§ What is required: Reproduce verbatim only the lines from the one containing "If you could locate the sky" through the last line below, both included.

§ Data records:
-- begin --
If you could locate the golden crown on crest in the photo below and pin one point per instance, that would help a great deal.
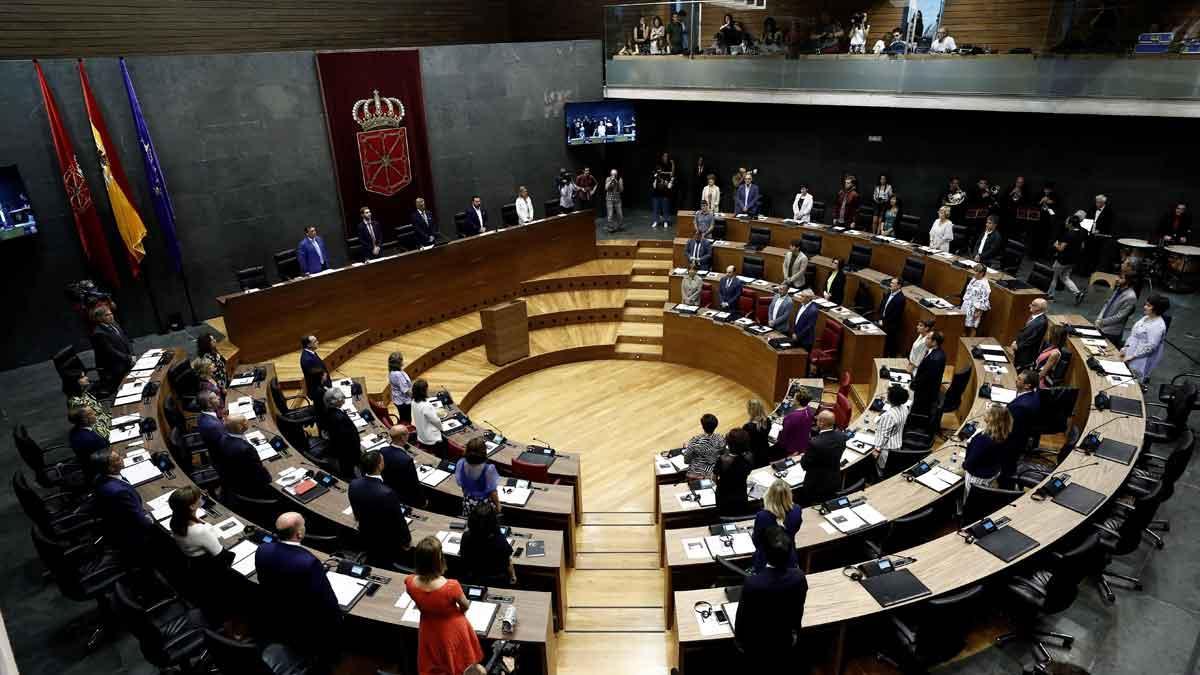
(378, 112)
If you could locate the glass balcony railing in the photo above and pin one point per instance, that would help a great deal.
(1074, 48)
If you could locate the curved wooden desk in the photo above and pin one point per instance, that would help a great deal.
(947, 563)
(942, 275)
(361, 296)
(534, 608)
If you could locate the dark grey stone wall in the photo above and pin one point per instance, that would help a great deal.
(244, 145)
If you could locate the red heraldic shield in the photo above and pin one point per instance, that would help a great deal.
(383, 156)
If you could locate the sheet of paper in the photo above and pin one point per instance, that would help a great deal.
(346, 587)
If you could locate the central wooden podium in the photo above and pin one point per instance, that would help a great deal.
(505, 332)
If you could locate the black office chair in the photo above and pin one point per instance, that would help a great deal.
(753, 266)
(859, 257)
(810, 244)
(49, 471)
(907, 228)
(931, 632)
(251, 278)
(287, 264)
(760, 238)
(1011, 258)
(913, 272)
(982, 501)
(509, 215)
(900, 533)
(83, 573)
(169, 633)
(1041, 276)
(1049, 590)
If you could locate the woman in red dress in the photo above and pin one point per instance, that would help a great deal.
(447, 644)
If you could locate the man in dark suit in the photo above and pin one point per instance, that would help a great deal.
(400, 470)
(123, 515)
(990, 244)
(209, 424)
(927, 380)
(113, 350)
(700, 251)
(1029, 341)
(425, 227)
(298, 603)
(772, 608)
(805, 327)
(1024, 410)
(370, 234)
(747, 198)
(83, 438)
(730, 290)
(238, 463)
(822, 460)
(311, 252)
(892, 317)
(379, 513)
(477, 219)
(316, 375)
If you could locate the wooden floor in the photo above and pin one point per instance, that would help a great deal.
(615, 414)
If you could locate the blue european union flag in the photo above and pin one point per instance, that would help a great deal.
(159, 195)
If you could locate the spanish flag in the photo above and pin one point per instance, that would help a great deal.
(120, 197)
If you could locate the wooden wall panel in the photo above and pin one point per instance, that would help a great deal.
(77, 28)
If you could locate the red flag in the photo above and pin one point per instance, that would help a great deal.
(120, 197)
(91, 236)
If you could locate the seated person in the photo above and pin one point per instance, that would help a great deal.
(703, 449)
(486, 554)
(383, 527)
(772, 609)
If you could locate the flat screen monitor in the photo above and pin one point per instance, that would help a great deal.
(600, 121)
(16, 213)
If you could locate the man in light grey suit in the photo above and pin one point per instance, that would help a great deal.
(780, 310)
(1117, 310)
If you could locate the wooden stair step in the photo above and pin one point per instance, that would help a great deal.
(594, 560)
(615, 620)
(616, 518)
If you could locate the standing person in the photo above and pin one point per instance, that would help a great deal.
(1144, 348)
(802, 205)
(941, 233)
(891, 216)
(822, 461)
(889, 430)
(370, 236)
(976, 299)
(207, 350)
(881, 196)
(660, 190)
(401, 387)
(613, 186)
(703, 449)
(796, 266)
(525, 205)
(447, 644)
(311, 252)
(112, 347)
(585, 187)
(691, 287)
(778, 512)
(1119, 308)
(845, 205)
(477, 477)
(711, 193)
(1066, 252)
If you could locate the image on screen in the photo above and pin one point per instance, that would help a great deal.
(16, 214)
(600, 121)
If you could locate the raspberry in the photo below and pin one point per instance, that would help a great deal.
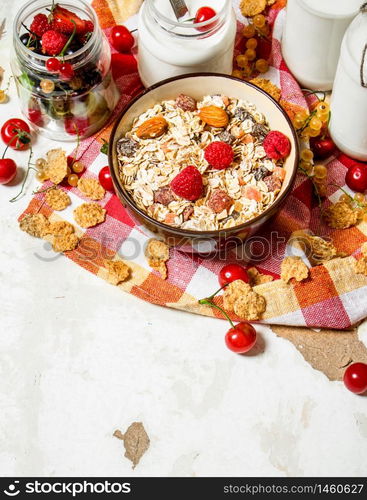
(277, 145)
(53, 42)
(219, 155)
(188, 184)
(39, 25)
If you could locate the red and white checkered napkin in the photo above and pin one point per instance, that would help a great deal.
(333, 297)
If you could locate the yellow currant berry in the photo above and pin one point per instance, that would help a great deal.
(262, 65)
(249, 31)
(250, 54)
(307, 155)
(241, 61)
(73, 180)
(251, 43)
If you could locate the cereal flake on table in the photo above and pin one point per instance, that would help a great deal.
(294, 267)
(175, 135)
(89, 215)
(56, 165)
(341, 215)
(57, 199)
(117, 271)
(34, 224)
(91, 188)
(157, 254)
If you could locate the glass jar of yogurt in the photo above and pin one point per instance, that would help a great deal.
(168, 47)
(78, 101)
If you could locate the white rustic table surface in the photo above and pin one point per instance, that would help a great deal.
(80, 359)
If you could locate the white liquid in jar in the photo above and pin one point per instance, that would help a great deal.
(166, 51)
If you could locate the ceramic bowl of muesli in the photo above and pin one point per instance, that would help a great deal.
(203, 160)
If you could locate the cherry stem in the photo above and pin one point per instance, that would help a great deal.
(69, 41)
(208, 302)
(29, 168)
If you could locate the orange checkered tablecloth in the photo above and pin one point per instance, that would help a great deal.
(332, 297)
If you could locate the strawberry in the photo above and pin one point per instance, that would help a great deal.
(64, 21)
(39, 25)
(53, 42)
(188, 184)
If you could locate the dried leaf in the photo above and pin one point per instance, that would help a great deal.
(329, 351)
(136, 442)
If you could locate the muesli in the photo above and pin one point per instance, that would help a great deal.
(203, 166)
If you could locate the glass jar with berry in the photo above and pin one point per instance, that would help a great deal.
(62, 68)
(200, 38)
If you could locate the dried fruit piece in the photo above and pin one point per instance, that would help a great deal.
(233, 292)
(294, 267)
(157, 254)
(91, 188)
(117, 271)
(257, 278)
(214, 116)
(56, 165)
(34, 224)
(152, 128)
(186, 103)
(164, 195)
(250, 306)
(57, 199)
(219, 200)
(250, 8)
(341, 215)
(89, 214)
(126, 147)
(268, 86)
(136, 442)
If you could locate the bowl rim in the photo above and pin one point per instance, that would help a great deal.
(190, 232)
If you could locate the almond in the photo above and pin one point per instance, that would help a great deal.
(214, 116)
(152, 128)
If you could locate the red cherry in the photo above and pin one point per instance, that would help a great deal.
(121, 39)
(123, 64)
(356, 177)
(66, 71)
(105, 179)
(322, 147)
(355, 378)
(202, 15)
(241, 338)
(53, 65)
(8, 170)
(232, 272)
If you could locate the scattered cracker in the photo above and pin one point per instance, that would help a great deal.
(57, 199)
(157, 254)
(117, 271)
(34, 224)
(341, 215)
(268, 86)
(57, 166)
(251, 8)
(360, 266)
(91, 188)
(250, 306)
(257, 278)
(294, 267)
(89, 214)
(234, 291)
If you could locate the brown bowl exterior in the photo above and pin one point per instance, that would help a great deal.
(197, 86)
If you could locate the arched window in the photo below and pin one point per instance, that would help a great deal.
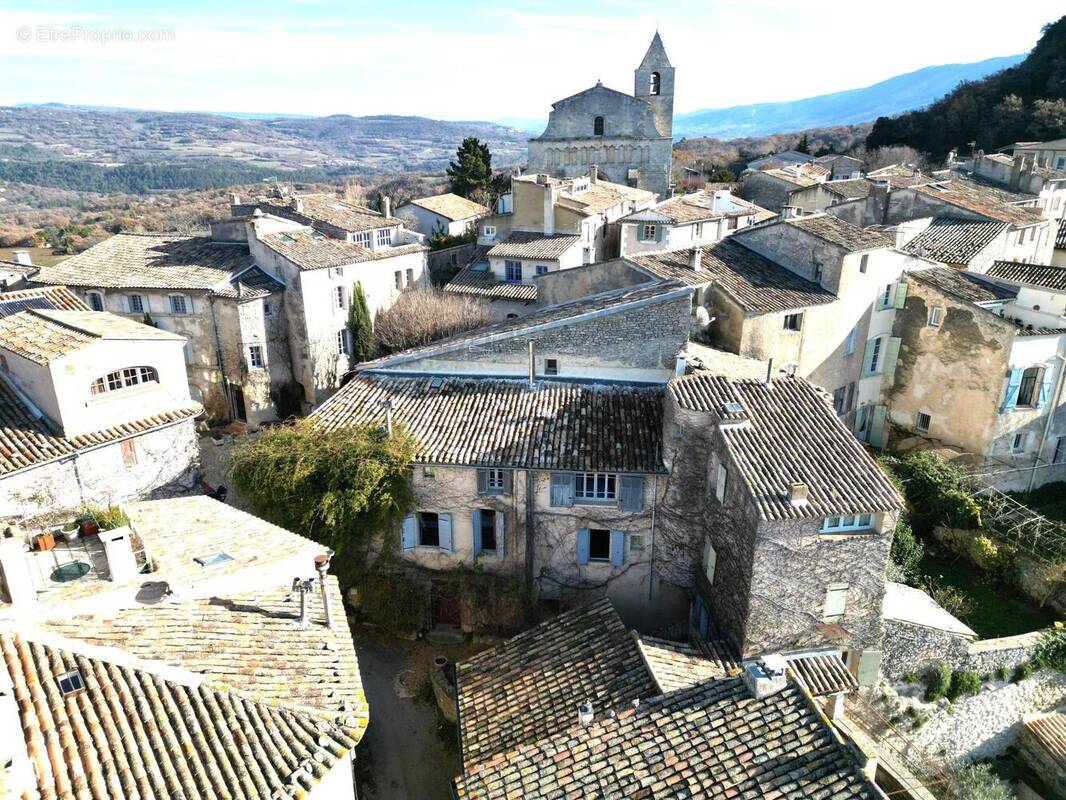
(123, 379)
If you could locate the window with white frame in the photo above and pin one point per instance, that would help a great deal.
(595, 486)
(843, 524)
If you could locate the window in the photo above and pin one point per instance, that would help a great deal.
(853, 522)
(836, 602)
(429, 529)
(595, 486)
(128, 449)
(123, 379)
(179, 304)
(599, 544)
(70, 682)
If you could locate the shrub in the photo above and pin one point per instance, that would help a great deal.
(937, 682)
(423, 315)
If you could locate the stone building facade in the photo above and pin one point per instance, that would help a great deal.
(628, 138)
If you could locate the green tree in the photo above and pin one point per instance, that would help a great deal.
(342, 488)
(472, 169)
(360, 326)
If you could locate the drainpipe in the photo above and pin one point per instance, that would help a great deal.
(1047, 422)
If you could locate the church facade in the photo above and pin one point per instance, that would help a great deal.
(628, 138)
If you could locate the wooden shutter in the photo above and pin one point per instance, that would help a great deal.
(409, 537)
(901, 296)
(891, 355)
(1013, 384)
(475, 521)
(445, 530)
(562, 490)
(631, 495)
(583, 546)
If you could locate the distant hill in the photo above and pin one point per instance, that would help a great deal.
(892, 96)
(1024, 102)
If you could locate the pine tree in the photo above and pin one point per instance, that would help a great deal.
(360, 328)
(472, 168)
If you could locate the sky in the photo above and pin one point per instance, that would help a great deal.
(471, 59)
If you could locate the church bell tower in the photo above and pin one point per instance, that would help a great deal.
(653, 82)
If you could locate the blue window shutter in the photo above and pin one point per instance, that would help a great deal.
(477, 531)
(562, 490)
(409, 538)
(445, 526)
(617, 547)
(891, 354)
(583, 546)
(1014, 383)
(1046, 386)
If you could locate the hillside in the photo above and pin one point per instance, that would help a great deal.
(1026, 102)
(892, 96)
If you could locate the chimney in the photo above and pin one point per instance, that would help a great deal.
(797, 493)
(585, 714)
(695, 258)
(765, 676)
(15, 566)
(322, 565)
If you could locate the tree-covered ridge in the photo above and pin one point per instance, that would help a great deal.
(1026, 102)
-- end --
§ Complete answer:
If you could locate the sky in the photo above and pin one point per instance, that would help a great deal.
(471, 59)
If you could locate the church bell tower in the photo above and pin one point per instance, that would help a great deal.
(653, 82)
If you could locate the blue window shutter in the photo above and pin one point per instance, that would help a great deal.
(477, 531)
(562, 490)
(409, 538)
(445, 526)
(617, 547)
(891, 354)
(583, 546)
(1014, 383)
(1046, 386)
If you could locate the hillside in the photo above and pin one point per instance, that would help a great deal.
(1026, 102)
(892, 96)
If you could locate the chimney in the photo above and pin one point per instance, that would help a great deal.
(797, 493)
(585, 714)
(695, 258)
(765, 676)
(15, 566)
(322, 565)
If you could locate the tree-covered ridge in the photo above and pin one point per instance, that would help a great deal.
(1026, 102)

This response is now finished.